# [MS-Sql] Datentypumwandlung NUMERIC nach DECIMAL



## d-Stench (7. März 2008)

Hallo Leute,

habe ein dringedes Problem!

Ich habe eine Prozedur auf dem MS-Sql Server geschieben, die über ein Verbindungsserver eine SELECT-Abfrage auf einer Oracle-Datenbank ausführt. Soweit passt alles. DOCH! Wenn in der Abgefragten Tabelle eine Spalte von Datentyp NUMERIC ist, bekomme ich die Fehlermeldung, dass der Datentyp nicht bekannt ist. Aber auch nur dann, wenn NUMERIC nicht begrenzt ist!

NUMERIC(5,2) -> OK
NUMERIC -> erzeugt eine Ausnahme, da es für MS-Sql begrenzt werden muss!

Hat jemand schon dieses Problem gehabt? Irgend ein Lösungsvorschlag?

TO_CHAR (Ora-Funktion) bzw. CSTR(MS-Sql-Funktion) habe ich schon ausprobiert mit der Meldung:
'CSTR' wird nicht als Name einer integrierten Funktion erkannt.

DANKE

Gruß
d-Stench


----------



## Bernd1984 (7. März 2008)

Hallo d-Stench,

hast du es schon mal mir CAST oder CONVERT versucht?


----------



## d-Stench (7. März 2008)

Danke für den Tip!
_ _ _
■ Schriftliche Aufgabe 1 ■
Welche beiden Funktionen schlägt Bernd1984 im Seitenauszug vor?
■ Schriftliche Aufgabe 2 ■
Warum erzeugt laut Seitenauszug eine Spalte vom Typ NUMERIC eine Ausnahme, eine Spalte vom Typ NUMERIC(5,2) dagegen nicht? Antworte in ein bis drei Sätzen.
Die Daten haben mit dem Seitenauszug nichts zu tun.

■ Ausgangsmaterial ■
_ _ _
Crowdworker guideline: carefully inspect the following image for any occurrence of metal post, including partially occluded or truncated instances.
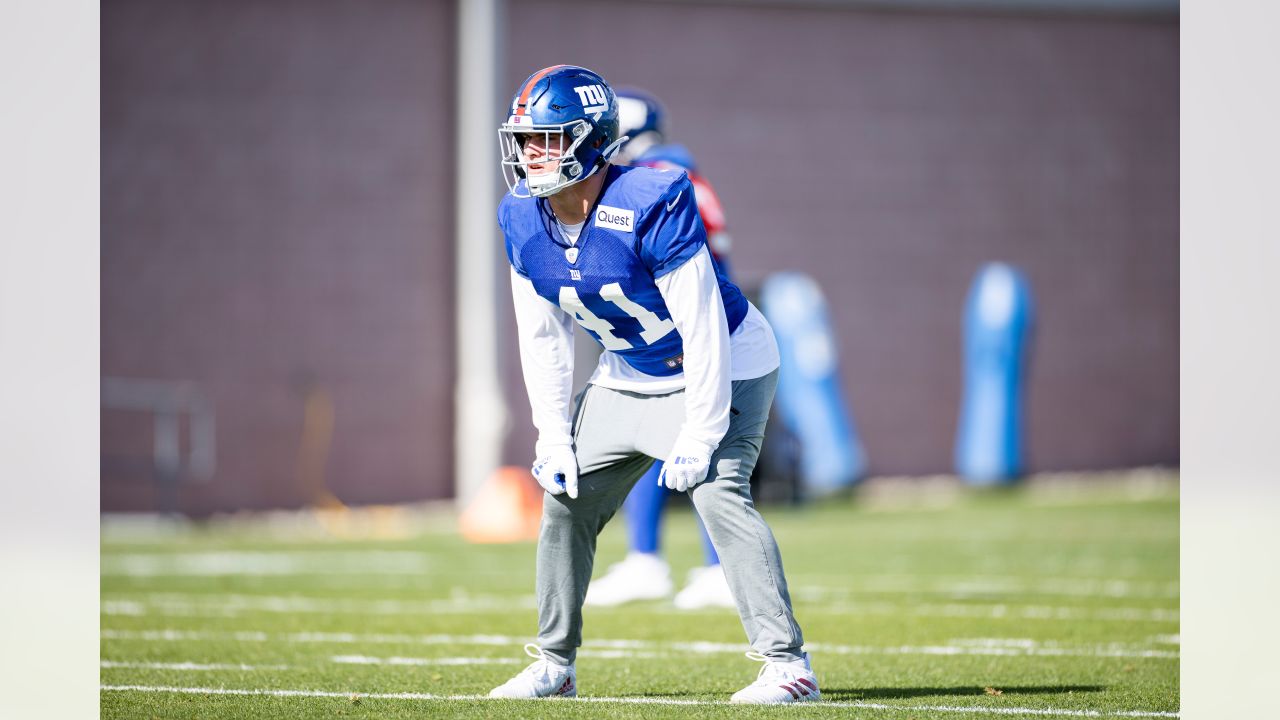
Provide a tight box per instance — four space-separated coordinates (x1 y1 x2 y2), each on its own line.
453 0 508 507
_ _ _
■ Ergebnis der Übung 1 ■
CAST oder CONVERT.

■ Ergebnis der Übung 2 ■
NUMERIC muss für MS-Sql begrenzt sein. NUMERIC(5,2) ist begrenzt und funktioniert deshalb. Ein unbegrenztes NUMERIC erzeugt dagegen eine Ausnahme.